◆ **DIRECTIONS**:
How many lines in the rows below contain the string "button"? Reply with the number alone.

##### DATASET EXCERPTS #####

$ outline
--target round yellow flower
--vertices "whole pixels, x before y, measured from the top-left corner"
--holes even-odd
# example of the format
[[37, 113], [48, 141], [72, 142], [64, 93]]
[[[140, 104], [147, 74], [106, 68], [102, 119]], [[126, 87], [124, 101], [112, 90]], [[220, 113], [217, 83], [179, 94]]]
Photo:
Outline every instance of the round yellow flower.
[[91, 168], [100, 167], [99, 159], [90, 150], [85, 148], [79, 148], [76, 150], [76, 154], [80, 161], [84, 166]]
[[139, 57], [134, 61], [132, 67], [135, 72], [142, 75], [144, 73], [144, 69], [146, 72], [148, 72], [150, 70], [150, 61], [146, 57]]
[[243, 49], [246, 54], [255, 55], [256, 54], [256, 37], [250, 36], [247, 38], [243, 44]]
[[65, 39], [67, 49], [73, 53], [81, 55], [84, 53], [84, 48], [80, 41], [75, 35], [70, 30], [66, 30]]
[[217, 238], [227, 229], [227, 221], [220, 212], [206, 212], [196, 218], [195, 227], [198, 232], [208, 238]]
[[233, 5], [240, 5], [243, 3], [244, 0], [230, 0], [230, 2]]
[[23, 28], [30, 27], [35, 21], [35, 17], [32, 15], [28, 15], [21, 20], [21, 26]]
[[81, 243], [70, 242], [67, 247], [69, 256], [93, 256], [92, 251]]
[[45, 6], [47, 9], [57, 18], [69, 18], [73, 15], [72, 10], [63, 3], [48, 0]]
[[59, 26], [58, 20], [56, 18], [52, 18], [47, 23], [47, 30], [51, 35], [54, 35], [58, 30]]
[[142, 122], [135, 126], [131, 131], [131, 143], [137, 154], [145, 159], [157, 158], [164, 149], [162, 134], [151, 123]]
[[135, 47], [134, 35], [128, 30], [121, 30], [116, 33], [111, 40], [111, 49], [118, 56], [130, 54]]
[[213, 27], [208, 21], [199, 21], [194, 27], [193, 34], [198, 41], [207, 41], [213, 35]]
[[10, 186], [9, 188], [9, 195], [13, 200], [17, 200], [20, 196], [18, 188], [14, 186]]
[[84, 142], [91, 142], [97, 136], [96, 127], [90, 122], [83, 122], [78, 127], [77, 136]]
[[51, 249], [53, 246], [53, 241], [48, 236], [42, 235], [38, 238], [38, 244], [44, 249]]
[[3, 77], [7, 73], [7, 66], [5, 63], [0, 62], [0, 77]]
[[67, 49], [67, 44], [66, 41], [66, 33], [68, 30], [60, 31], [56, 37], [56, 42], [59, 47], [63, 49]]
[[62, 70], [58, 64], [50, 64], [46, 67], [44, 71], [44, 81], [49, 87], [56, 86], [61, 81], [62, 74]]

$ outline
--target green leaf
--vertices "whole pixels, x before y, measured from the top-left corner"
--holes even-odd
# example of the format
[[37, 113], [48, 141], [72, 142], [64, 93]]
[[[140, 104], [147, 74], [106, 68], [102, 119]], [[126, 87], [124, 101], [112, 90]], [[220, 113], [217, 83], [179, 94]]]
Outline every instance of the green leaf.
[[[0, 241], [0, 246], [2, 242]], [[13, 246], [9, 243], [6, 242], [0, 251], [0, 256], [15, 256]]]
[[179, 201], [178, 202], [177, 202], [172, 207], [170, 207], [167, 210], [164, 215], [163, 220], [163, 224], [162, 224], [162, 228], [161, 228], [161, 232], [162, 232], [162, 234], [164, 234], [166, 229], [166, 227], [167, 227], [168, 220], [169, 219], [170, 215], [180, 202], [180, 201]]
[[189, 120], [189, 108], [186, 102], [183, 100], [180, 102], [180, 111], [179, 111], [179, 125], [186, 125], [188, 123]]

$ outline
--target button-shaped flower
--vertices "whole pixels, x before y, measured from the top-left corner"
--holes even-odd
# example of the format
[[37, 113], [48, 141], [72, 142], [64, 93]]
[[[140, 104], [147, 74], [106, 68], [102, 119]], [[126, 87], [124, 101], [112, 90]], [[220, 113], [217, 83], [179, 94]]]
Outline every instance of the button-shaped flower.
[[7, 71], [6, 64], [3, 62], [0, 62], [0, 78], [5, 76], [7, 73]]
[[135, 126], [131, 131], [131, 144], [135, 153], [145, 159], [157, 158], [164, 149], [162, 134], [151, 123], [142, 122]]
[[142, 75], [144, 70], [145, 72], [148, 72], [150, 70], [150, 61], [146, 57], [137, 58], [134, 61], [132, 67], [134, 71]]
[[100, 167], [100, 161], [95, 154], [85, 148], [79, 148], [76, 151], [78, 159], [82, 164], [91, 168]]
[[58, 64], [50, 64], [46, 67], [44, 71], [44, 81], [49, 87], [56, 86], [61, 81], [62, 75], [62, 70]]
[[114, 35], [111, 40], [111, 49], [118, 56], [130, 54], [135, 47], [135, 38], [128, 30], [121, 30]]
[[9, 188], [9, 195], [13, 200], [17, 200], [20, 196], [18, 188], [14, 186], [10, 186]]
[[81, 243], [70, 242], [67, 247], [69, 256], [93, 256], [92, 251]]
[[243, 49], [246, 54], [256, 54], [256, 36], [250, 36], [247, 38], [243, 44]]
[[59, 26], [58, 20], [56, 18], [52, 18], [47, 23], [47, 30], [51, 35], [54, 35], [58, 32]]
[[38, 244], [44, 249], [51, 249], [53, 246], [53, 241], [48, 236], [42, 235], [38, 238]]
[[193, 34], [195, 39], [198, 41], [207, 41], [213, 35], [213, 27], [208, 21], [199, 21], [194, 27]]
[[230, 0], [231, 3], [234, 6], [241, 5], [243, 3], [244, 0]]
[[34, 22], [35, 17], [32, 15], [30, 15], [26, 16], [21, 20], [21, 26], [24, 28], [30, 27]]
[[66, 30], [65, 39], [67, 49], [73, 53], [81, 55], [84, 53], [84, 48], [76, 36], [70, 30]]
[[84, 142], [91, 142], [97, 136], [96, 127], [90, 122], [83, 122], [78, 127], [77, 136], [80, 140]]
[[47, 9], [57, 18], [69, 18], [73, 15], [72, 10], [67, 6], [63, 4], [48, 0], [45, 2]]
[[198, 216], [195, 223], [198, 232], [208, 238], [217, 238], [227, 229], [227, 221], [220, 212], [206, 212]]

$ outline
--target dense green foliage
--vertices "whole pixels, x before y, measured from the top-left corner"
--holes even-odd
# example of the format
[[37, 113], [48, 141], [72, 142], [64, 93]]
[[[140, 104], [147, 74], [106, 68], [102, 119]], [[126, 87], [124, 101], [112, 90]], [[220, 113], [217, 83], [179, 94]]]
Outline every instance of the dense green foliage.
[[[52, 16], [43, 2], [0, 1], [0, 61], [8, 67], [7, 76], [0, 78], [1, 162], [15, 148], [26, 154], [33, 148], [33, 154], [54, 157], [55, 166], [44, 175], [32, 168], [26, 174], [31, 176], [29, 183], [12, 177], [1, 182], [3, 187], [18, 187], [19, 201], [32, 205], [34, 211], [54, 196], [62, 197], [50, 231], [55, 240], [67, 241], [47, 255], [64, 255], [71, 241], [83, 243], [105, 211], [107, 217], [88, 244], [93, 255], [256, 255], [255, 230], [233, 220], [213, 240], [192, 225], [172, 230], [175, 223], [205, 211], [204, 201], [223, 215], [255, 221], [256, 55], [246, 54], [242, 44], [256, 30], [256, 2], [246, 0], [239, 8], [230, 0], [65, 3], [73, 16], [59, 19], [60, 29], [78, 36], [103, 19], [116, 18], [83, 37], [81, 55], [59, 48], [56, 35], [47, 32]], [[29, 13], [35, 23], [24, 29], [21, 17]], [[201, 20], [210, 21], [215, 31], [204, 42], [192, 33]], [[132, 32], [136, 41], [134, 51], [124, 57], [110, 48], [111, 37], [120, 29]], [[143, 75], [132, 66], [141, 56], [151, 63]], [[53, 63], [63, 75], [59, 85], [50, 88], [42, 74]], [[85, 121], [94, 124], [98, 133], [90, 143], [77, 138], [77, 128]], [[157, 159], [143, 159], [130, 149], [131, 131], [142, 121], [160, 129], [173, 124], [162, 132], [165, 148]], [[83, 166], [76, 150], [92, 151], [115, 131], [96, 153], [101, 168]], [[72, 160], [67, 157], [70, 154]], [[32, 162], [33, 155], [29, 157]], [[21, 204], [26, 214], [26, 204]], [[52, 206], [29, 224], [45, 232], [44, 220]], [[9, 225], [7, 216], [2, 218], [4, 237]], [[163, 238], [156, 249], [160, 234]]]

#####

◆ **THE REPLY**:
2